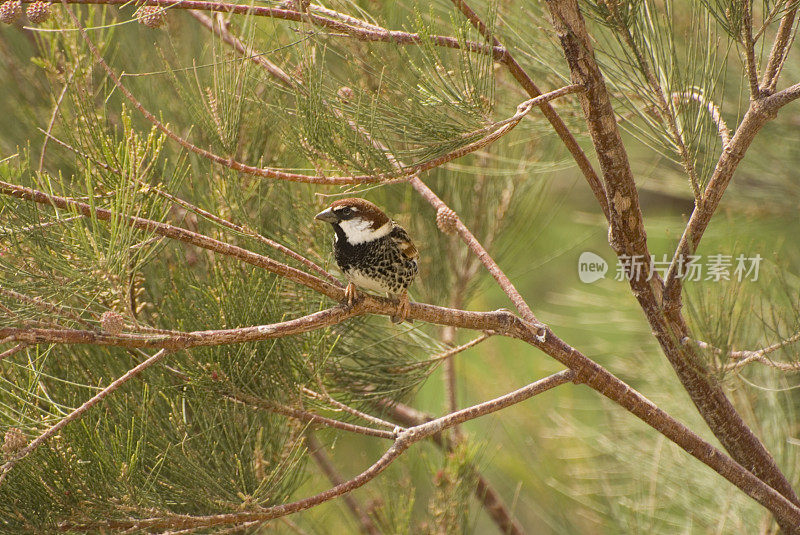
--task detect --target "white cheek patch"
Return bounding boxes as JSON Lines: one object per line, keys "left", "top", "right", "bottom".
{"left": 339, "top": 219, "right": 391, "bottom": 245}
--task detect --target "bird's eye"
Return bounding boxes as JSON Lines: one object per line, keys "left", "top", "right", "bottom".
{"left": 338, "top": 207, "right": 353, "bottom": 218}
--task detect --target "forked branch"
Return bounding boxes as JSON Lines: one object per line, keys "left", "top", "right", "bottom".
{"left": 56, "top": 370, "right": 573, "bottom": 531}
{"left": 449, "top": 0, "right": 610, "bottom": 219}
{"left": 544, "top": 0, "right": 800, "bottom": 522}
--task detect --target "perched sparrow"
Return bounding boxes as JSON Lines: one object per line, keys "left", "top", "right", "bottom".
{"left": 315, "top": 198, "right": 419, "bottom": 323}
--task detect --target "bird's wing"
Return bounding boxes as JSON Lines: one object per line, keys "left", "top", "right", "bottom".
{"left": 390, "top": 224, "right": 419, "bottom": 260}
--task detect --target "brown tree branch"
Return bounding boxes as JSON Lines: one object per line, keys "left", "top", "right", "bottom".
{"left": 761, "top": 3, "right": 798, "bottom": 92}
{"left": 742, "top": 0, "right": 762, "bottom": 99}
{"left": 68, "top": 6, "right": 578, "bottom": 188}
{"left": 662, "top": 99, "right": 781, "bottom": 306}
{"left": 301, "top": 388, "right": 400, "bottom": 431}
{"left": 0, "top": 348, "right": 170, "bottom": 483}
{"left": 544, "top": 0, "right": 800, "bottom": 524}
{"left": 410, "top": 176, "right": 543, "bottom": 329}
{"left": 0, "top": 343, "right": 28, "bottom": 362}
{"left": 383, "top": 401, "right": 525, "bottom": 535}
{"left": 57, "top": 371, "right": 572, "bottom": 531}
{"left": 226, "top": 392, "right": 397, "bottom": 440}
{"left": 0, "top": 179, "right": 343, "bottom": 298}
{"left": 43, "top": 0, "right": 506, "bottom": 58}
{"left": 514, "top": 327, "right": 800, "bottom": 530}
{"left": 448, "top": 0, "right": 610, "bottom": 220}
{"left": 764, "top": 81, "right": 800, "bottom": 108}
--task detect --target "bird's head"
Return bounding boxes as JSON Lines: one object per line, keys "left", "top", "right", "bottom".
{"left": 314, "top": 198, "right": 392, "bottom": 245}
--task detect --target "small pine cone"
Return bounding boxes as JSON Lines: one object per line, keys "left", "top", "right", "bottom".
{"left": 0, "top": 0, "right": 22, "bottom": 24}
{"left": 3, "top": 427, "right": 26, "bottom": 458}
{"left": 26, "top": 1, "right": 49, "bottom": 23}
{"left": 336, "top": 86, "right": 353, "bottom": 103}
{"left": 135, "top": 5, "right": 165, "bottom": 28}
{"left": 435, "top": 207, "right": 458, "bottom": 235}
{"left": 100, "top": 310, "right": 125, "bottom": 335}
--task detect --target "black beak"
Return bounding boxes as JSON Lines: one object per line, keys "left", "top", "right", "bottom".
{"left": 314, "top": 207, "right": 339, "bottom": 224}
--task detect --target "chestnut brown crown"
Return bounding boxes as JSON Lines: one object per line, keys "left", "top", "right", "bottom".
{"left": 314, "top": 198, "right": 391, "bottom": 229}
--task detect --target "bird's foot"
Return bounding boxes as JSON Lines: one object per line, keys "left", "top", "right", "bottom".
{"left": 391, "top": 292, "right": 411, "bottom": 324}
{"left": 344, "top": 282, "right": 359, "bottom": 307}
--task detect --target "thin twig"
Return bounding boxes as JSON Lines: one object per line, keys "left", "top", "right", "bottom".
{"left": 0, "top": 348, "right": 170, "bottom": 483}
{"left": 0, "top": 287, "right": 96, "bottom": 328}
{"left": 394, "top": 332, "right": 491, "bottom": 372}
{"left": 725, "top": 355, "right": 800, "bottom": 372}
{"left": 7, "top": 213, "right": 85, "bottom": 233}
{"left": 761, "top": 3, "right": 798, "bottom": 92}
{"left": 449, "top": 0, "right": 610, "bottom": 220}
{"left": 742, "top": 0, "right": 762, "bottom": 99}
{"left": 605, "top": 3, "right": 703, "bottom": 201}
{"left": 38, "top": 68, "right": 76, "bottom": 174}
{"left": 58, "top": 371, "right": 573, "bottom": 531}
{"left": 226, "top": 392, "right": 397, "bottom": 440}
{"left": 0, "top": 343, "right": 28, "bottom": 362}
{"left": 0, "top": 179, "right": 343, "bottom": 299}
{"left": 382, "top": 400, "right": 525, "bottom": 535}
{"left": 189, "top": 11, "right": 294, "bottom": 87}
{"left": 686, "top": 331, "right": 800, "bottom": 372}
{"left": 302, "top": 388, "right": 399, "bottom": 431}
{"left": 671, "top": 91, "right": 732, "bottom": 146}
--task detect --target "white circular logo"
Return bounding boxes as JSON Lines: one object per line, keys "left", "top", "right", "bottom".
{"left": 578, "top": 252, "right": 608, "bottom": 283}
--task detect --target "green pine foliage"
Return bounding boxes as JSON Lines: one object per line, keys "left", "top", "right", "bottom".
{"left": 1, "top": 0, "right": 799, "bottom": 533}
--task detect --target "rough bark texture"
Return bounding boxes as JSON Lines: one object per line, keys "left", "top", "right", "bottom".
{"left": 544, "top": 0, "right": 800, "bottom": 527}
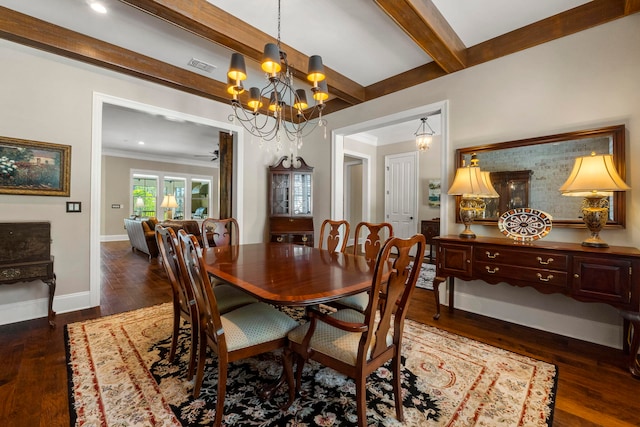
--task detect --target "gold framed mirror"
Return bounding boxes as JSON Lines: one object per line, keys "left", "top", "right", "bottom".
{"left": 455, "top": 125, "right": 626, "bottom": 228}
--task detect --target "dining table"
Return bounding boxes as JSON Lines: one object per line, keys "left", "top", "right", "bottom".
{"left": 201, "top": 242, "right": 379, "bottom": 306}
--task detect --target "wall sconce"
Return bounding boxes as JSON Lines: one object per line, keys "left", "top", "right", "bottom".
{"left": 559, "top": 152, "right": 630, "bottom": 247}
{"left": 447, "top": 157, "right": 499, "bottom": 238}
{"left": 415, "top": 117, "right": 435, "bottom": 152}
{"left": 160, "top": 194, "right": 179, "bottom": 220}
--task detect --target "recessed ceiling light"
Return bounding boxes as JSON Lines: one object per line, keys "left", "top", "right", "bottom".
{"left": 138, "top": 141, "right": 145, "bottom": 145}
{"left": 89, "top": 2, "right": 107, "bottom": 14}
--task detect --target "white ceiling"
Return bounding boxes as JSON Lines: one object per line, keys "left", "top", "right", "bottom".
{"left": 1, "top": 0, "right": 592, "bottom": 161}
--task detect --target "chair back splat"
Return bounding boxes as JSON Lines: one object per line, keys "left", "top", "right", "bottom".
{"left": 318, "top": 219, "right": 350, "bottom": 254}
{"left": 286, "top": 234, "right": 426, "bottom": 427}
{"left": 201, "top": 217, "right": 239, "bottom": 248}
{"left": 352, "top": 221, "right": 393, "bottom": 261}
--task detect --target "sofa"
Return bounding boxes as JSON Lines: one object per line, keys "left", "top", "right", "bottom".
{"left": 124, "top": 217, "right": 160, "bottom": 261}
{"left": 159, "top": 219, "right": 205, "bottom": 246}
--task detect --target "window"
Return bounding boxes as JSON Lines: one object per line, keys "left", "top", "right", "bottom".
{"left": 131, "top": 170, "right": 212, "bottom": 220}
{"left": 132, "top": 175, "right": 158, "bottom": 217}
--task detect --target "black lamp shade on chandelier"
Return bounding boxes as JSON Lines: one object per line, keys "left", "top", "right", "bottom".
{"left": 226, "top": 1, "right": 329, "bottom": 149}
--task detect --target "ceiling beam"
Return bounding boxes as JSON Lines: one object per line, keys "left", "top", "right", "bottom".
{"left": 466, "top": 0, "right": 628, "bottom": 67}
{"left": 625, "top": 0, "right": 640, "bottom": 13}
{"left": 374, "top": 0, "right": 467, "bottom": 73}
{"left": 0, "top": 7, "right": 232, "bottom": 104}
{"left": 118, "top": 0, "right": 366, "bottom": 106}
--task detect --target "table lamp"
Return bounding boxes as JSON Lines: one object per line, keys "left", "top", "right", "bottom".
{"left": 447, "top": 158, "right": 499, "bottom": 238}
{"left": 559, "top": 152, "right": 630, "bottom": 247}
{"left": 160, "top": 194, "right": 179, "bottom": 220}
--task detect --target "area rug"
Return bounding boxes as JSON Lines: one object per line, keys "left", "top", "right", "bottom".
{"left": 66, "top": 303, "right": 557, "bottom": 426}
{"left": 413, "top": 261, "right": 436, "bottom": 290}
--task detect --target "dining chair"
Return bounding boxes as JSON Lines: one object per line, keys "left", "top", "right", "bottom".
{"left": 177, "top": 230, "right": 299, "bottom": 426}
{"left": 332, "top": 221, "right": 394, "bottom": 312}
{"left": 201, "top": 217, "right": 239, "bottom": 248}
{"left": 155, "top": 224, "right": 199, "bottom": 379}
{"left": 284, "top": 233, "right": 426, "bottom": 427}
{"left": 318, "top": 219, "right": 350, "bottom": 254}
{"left": 155, "top": 225, "right": 258, "bottom": 379}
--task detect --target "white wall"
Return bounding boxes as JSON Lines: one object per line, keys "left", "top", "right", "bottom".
{"left": 1, "top": 14, "right": 638, "bottom": 348}
{"left": 319, "top": 14, "right": 640, "bottom": 348}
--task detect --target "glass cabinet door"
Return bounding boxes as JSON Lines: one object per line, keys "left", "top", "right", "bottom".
{"left": 292, "top": 172, "right": 312, "bottom": 215}
{"left": 271, "top": 172, "right": 291, "bottom": 215}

--- --- ---

◆ WORK REQUIRED
Nothing but a number is expected here: how many lines above include the string "lamp".

◆ EXERCISE OUTPUT
2